PROBLEM: Print the lines of the records below without changing anything.
-- Start of INFORMATION PROVIDED --
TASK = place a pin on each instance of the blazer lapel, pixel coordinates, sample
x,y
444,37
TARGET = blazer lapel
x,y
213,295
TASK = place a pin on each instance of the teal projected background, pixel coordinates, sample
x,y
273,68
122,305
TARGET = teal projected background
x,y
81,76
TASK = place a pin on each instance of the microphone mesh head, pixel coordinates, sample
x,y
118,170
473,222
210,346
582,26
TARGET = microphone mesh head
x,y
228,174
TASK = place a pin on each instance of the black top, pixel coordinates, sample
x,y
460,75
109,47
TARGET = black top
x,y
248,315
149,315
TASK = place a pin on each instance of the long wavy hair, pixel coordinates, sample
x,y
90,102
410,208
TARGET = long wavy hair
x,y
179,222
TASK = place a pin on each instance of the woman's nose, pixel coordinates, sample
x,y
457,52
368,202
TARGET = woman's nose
-- End of INFORMATION PROVIDED --
EXPECTED OUTPUT:
TASK = place a pin on each instance of the blazer lapel, pixel coordinates, sample
x,y
444,37
TARGET = blazer lapel
x,y
213,295
TASK = place a pin on each instance of the teal projected background, pixel coordinates, sample
x,y
273,68
122,305
TARGET = teal projected background
x,y
81,76
TASK = place a pin on each instance of the microphone mesh head, pixel coordinates, sample
x,y
118,170
473,222
210,346
582,26
TARGET = microphone mesh head
x,y
228,174
TASK = place a pin on each instance of the black top, pixel coordinates, sample
x,y
460,75
109,47
TARGET = black top
x,y
248,315
149,315
TASK = place a pin on each instance of the long wavy hair, pixel coordinates, sample
x,y
90,102
410,208
TARGET = long wavy hair
x,y
179,222
TASK = place a pin on each instance of the woman's nose, pixel coordinates, sample
x,y
457,52
368,202
TARGET = woman's nose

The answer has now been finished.